## ASSIGNED TASK 1
Print everything in the pickleball article from "McCarthy believes Florida" down to "and middle fingers.", word for word.
## ASSIGNED TASK 2
Pick up the pickleball article after its final sentence and carry it forward.

## TEXT UNDER STUDY
The last time I remember something getting this kind of unadulterated praise and investment was during the Bitcoin and NFT craze, and that didn’t end so well. The sport has even attracted a lot of the same people who were cheerleaders for crypto—people like Gary Vee, a self-help finance bro who recently joined an ownership group that bought a Major League Pickleball expansion team ahead of the 2023 season. Or people like Tom Brady, who is being sued for endorsing FTX, the shady cryptocurrency exchange that went bankrupt. There was even a pickleball tournament a couple years ago that offered crypto as a cash prize.

“I would not be doing this if it was just a flash in the pan,” says Brian McCarthy, a commercial real estate and business entrepreneur who, along with his wife Valerie and his business partner Matthew Gordon, plan on spending $180 million dollars to build at least 15 private indoor pickleball clubs in Florida. That includes The Pickleball Club, a 12-court facility in Lakewood Ranch, which held its grand opening on May 2.

McCarthy believes Florida is pickleball’s adopted homeland. “It didn’t start here, but we’ve got big tournaments down in Naples and that’s bringing more attention. The largest number of courts in the country are in The Villages. There are at least 240 courts now, and we are building another one up there, too. Plus, the state is growing like gangbusters and me and Ron [DeSantis] are like this,” McCarthy says as he raises his hand and crosses his index and middle fingers.

McCarthy believes pickleball has a lot of room to grow. Besides its ease of entry, it’s a game the whole family can play together. “It started out as a family activity when it was founded back in the state of Washington, and it’s still true today,” he says. “It’s the most intergenerational sport that I’m aware of. Parents can play with their kids, grandparents can play with their grandkids. It’s really amazing. Other than checkers I can’t come up with anything else where you can do that.”

The sport is most popular among older folks, with half of all “serious” pickleball players being over the age of 55, according to USA Pickleball, but the fastest-growing segment of pickleball players is people under 24. McCarthy’s pickleball club is private, but he believes that it is affordable. “We priced it so that everybody could afford to join,” he says.

I asked him how much it costs. “You’re a millennial, right? You probably can’t afford a house, but you could afford a $1,000 initiation fee and then $100 a month after that,” he says. “We can’t do it for free. We spent $12 million building this thing.”

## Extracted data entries

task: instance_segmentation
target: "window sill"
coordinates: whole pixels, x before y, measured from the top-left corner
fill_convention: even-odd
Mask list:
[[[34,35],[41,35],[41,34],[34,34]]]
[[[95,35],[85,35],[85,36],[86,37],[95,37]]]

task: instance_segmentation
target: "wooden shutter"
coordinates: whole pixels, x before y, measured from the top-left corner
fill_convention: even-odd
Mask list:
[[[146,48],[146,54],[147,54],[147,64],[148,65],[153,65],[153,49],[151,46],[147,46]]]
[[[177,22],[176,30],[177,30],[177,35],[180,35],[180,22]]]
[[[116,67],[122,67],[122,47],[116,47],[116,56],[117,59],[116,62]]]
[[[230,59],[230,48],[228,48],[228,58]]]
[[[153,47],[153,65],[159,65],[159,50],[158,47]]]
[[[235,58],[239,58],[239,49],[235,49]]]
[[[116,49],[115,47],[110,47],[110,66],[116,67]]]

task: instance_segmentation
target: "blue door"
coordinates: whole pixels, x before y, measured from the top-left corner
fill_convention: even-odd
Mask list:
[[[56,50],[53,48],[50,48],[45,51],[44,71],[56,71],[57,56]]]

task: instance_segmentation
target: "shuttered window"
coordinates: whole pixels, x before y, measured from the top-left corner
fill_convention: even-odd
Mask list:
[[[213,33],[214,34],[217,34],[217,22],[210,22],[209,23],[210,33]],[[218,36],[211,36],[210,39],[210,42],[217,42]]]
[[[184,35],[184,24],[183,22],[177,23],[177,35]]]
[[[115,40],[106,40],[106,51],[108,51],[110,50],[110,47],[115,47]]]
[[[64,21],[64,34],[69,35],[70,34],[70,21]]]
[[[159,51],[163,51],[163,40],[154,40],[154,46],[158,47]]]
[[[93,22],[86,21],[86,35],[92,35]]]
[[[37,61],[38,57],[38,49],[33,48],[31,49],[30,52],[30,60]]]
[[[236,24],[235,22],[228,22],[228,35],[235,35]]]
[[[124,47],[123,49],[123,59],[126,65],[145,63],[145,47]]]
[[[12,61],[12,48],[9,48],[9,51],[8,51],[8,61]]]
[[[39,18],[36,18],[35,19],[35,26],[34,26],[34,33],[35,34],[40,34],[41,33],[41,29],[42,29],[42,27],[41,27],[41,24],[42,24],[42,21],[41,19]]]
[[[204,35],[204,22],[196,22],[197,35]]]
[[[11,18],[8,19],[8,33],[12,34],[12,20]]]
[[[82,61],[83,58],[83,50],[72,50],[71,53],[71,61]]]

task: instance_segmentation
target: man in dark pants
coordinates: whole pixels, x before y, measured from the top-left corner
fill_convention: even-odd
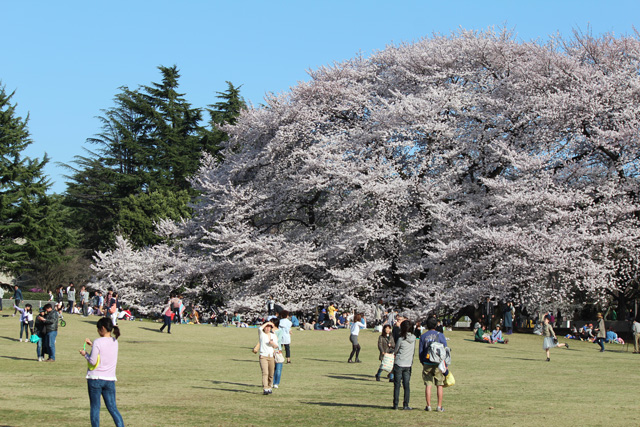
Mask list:
[[[46,304],[44,310],[47,313],[45,317],[38,316],[41,322],[45,325],[45,340],[43,343],[44,352],[49,355],[47,362],[56,361],[56,337],[58,335],[58,311],[51,307],[51,304]]]
[[[482,313],[482,323],[489,331],[492,331],[493,319],[495,318],[495,309],[493,307],[493,303],[491,302],[491,298],[487,297],[486,301],[482,303],[480,312]]]
[[[15,300],[15,305],[16,307],[20,307],[20,303],[22,302],[22,291],[20,290],[18,285],[15,285],[13,289],[15,291],[13,293],[13,299]],[[17,312],[18,312],[18,309],[13,310],[13,315],[15,316]]]

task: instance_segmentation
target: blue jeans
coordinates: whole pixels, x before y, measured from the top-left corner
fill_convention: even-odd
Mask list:
[[[47,332],[47,345],[46,352],[49,354],[49,359],[56,360],[56,337],[58,336],[58,331]]]
[[[280,384],[280,377],[282,376],[282,363],[276,363],[276,369],[273,371],[273,385]]]
[[[29,324],[28,323],[20,323],[20,339],[22,339],[22,331],[24,330],[24,337],[29,339]]]
[[[400,386],[404,389],[404,400],[402,403],[403,407],[409,406],[409,397],[411,395],[411,391],[409,388],[409,384],[411,383],[411,367],[400,367],[398,365],[393,365],[393,406],[398,406],[398,402],[400,401]]]
[[[44,341],[44,338],[40,337],[40,339],[36,343],[36,354],[38,355],[38,359],[44,357],[44,354],[42,352],[42,341]]]
[[[160,332],[162,332],[164,328],[167,328],[167,332],[171,333],[171,316],[164,314],[162,315],[162,319],[164,320],[164,323],[160,328]]]
[[[376,377],[379,377],[380,375],[382,375],[382,373],[383,373],[383,372],[387,372],[387,371],[382,370],[382,368],[378,369],[378,373],[376,374]],[[393,371],[389,372],[389,373],[387,374],[387,377],[388,377],[390,380],[392,380],[392,379],[393,379]]]
[[[89,389],[89,402],[91,404],[91,427],[100,426],[100,395],[104,399],[104,405],[113,418],[116,427],[124,427],[122,415],[116,407],[116,382],[105,380],[87,380]]]

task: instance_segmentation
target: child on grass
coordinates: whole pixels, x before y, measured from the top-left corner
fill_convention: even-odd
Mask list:
[[[20,342],[22,342],[22,331],[24,331],[24,342],[29,342],[29,332],[33,334],[33,312],[31,304],[26,304],[24,308],[13,305],[13,308],[20,312]]]

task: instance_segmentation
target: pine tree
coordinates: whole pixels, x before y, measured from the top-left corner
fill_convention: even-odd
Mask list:
[[[21,273],[32,262],[55,264],[69,236],[46,191],[43,168],[48,162],[23,156],[31,144],[28,117],[16,114],[15,92],[0,87],[0,269]]]
[[[208,130],[202,110],[178,92],[177,67],[158,69],[160,83],[120,88],[115,105],[99,117],[101,131],[87,139],[97,148],[64,165],[72,172],[65,203],[77,211],[86,248],[110,247],[116,230],[135,247],[155,244],[156,221],[189,217],[189,203],[198,196],[190,177],[203,152],[217,153],[227,138],[221,127],[244,108],[239,88],[227,82],[222,101],[210,106]]]

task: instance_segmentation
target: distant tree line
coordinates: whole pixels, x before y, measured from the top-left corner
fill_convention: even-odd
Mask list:
[[[158,67],[160,83],[121,87],[102,110],[90,148],[68,164],[64,194],[51,195],[43,172],[49,161],[24,156],[32,140],[28,117],[16,114],[14,93],[0,87],[0,269],[50,289],[83,281],[97,250],[112,248],[115,234],[136,247],[158,244],[160,219],[192,215],[198,198],[190,178],[203,153],[222,160],[222,127],[235,123],[245,102],[227,82],[217,100],[193,107],[179,92],[177,66]]]

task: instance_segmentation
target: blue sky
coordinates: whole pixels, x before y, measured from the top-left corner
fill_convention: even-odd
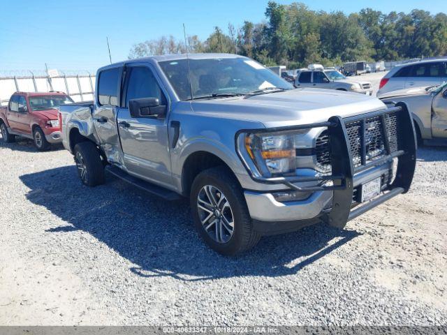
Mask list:
[[[268,0],[113,0],[2,1],[0,20],[0,73],[12,70],[50,68],[95,70],[112,60],[127,58],[133,44],[161,35],[182,38],[182,23],[189,35],[205,39],[214,26],[226,30],[244,20],[265,19]],[[280,3],[291,1],[278,0]],[[409,12],[413,8],[445,11],[445,0],[314,0],[302,1],[311,9],[342,10],[361,8]]]

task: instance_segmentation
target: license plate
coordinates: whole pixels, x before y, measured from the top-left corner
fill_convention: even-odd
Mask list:
[[[376,195],[379,195],[381,191],[381,177],[362,185],[362,198],[360,201],[365,202],[365,201],[372,199]]]

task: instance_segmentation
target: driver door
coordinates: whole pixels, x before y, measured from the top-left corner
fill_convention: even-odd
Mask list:
[[[330,80],[323,71],[314,71],[313,75],[314,85],[321,89],[330,89]]]
[[[9,128],[13,131],[19,128],[19,95],[13,94],[9,100],[9,105],[6,110],[6,119]]]
[[[166,112],[167,94],[156,73],[146,63],[126,67],[122,107],[118,111],[118,131],[129,173],[164,186],[172,186]],[[158,98],[164,115],[138,115],[129,111],[129,100]]]
[[[17,118],[17,131],[24,134],[31,134],[31,117],[29,109],[27,105],[27,98],[24,96],[18,96],[18,109]]]

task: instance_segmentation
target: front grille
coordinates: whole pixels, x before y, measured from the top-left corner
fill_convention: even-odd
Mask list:
[[[386,114],[383,120],[385,124],[381,117],[377,116],[346,124],[354,168],[388,154],[386,129],[390,154],[398,149],[399,122],[397,112]],[[315,153],[318,168],[323,172],[330,171],[330,150],[327,130],[323,131],[316,139]]]

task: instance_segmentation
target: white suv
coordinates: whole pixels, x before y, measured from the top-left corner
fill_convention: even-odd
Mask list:
[[[447,59],[416,61],[395,66],[380,81],[377,96],[398,89],[439,85],[447,81]]]

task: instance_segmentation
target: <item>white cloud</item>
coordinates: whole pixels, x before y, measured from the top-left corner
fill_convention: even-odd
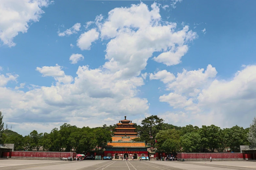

## EXPECTED OUTPUT 1
McCarthy believes Florida is pickleball’s adopted homeland. “It didn’t start here, but we’ve got big tournaments down in Naples and that’s bringing more attention. The largest number of courts in the country are in The Villages. There are at least 240 courts now, and we are building another one up there, too. Plus, the state is growing like gangbusters and me and Ron [DeSantis] are like this,” McCarthy says as he raises his hand and crosses his index and middle fingers.

## EXPECTED OUTPUT 2
To reach younger people, McCarthy says he’s taking a page from Steve Jobs’ time at Apple. “We are targeting kids by giving schools free pickleball equipment,” he says. “That’s how Apple got started, putting their computers in the schools. If you get the kids hooked early, they’ll be hooked forever.”

The Pickleball Club is providing free paddles, balls and nets to private schools and after-school agencies like the Boys & Girls Clubs and Girls, Inc. “We are trying to make an impact in the community and there are health issues with all these groups,” McCarthy says. “The youth, they’re all sitting behind their computer and their smart phones all the time. Hard to get them out and active. They like playing pickleball. They’re setting up pickleball clubs in the elementary schools. The kids love it.”

How could I hate a game in which people were outside having fun?

Denault, my pickleball instructor, recently invited me to an event hosted by the Sarasota Pickleball Club at the Pompano courts where you can hear the dinks late into the night. There were 100 people playing or waiting to play. I’m used to pick-up basketball, in which you have to fight to get on a court. At Pompano, you put your paddle in a slot to mark your place and you can get on a court in no time.

Even though I was a beginner, everyone was friendly and helpful, even when I broke the occasional rule. While I never broke a sweat, the games were competitive and I begrudgingly had a good time. How could I hate a game in which people were outside having fun? It may not be for me, but it gets people outside playing. I even got used to the incessant, noisy pop of the paddle whacking the ball.